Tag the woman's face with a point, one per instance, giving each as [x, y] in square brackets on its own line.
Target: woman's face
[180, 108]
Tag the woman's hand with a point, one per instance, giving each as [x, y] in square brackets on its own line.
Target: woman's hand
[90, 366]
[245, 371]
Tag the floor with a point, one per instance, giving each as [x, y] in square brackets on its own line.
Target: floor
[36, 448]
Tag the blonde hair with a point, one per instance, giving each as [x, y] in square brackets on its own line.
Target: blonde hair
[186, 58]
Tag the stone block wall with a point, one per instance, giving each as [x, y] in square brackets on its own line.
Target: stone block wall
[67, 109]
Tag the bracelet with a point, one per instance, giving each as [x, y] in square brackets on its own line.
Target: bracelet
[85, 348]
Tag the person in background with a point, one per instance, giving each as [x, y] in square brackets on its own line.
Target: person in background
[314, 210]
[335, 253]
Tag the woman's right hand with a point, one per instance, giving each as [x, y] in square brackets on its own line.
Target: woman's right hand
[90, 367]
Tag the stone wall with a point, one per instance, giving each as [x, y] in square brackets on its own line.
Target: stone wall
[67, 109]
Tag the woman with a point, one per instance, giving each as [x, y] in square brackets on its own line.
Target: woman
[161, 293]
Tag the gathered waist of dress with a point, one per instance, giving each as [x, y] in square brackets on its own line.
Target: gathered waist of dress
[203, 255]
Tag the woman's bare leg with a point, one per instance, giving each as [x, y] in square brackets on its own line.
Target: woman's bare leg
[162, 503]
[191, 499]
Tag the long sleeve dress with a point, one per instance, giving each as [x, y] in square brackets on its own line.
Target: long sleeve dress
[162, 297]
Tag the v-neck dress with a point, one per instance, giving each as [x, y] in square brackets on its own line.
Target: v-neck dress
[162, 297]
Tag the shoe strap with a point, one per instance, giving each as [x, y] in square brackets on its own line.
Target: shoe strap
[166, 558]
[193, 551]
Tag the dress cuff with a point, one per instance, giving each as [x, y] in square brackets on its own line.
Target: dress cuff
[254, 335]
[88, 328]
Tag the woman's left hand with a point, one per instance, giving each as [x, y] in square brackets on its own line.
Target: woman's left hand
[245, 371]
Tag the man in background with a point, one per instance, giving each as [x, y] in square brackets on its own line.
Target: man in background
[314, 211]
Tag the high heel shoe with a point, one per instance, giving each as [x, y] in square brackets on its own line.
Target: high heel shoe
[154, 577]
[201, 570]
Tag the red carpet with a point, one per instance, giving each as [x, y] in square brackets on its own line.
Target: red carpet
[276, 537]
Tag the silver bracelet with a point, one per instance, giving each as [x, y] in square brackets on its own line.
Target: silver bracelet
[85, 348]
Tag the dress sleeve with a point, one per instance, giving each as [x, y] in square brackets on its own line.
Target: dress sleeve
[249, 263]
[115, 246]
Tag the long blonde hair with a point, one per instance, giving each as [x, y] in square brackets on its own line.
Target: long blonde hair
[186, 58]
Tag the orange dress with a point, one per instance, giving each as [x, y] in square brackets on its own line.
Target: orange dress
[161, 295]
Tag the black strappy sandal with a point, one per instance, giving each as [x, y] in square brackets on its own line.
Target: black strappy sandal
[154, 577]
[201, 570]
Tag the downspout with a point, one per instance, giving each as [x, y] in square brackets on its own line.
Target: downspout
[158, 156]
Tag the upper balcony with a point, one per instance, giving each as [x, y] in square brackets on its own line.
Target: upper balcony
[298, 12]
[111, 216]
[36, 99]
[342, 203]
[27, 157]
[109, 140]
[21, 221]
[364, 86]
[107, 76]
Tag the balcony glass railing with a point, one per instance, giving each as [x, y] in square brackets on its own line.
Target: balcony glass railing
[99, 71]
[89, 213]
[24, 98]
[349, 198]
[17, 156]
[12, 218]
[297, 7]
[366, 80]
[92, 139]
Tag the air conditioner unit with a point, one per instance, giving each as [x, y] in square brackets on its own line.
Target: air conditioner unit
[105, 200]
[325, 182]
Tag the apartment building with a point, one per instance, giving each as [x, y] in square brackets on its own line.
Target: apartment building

##############################

Assignment – For the listing above, state the number of lines that contain the word "building" and nothing more.

Solution to this task – 2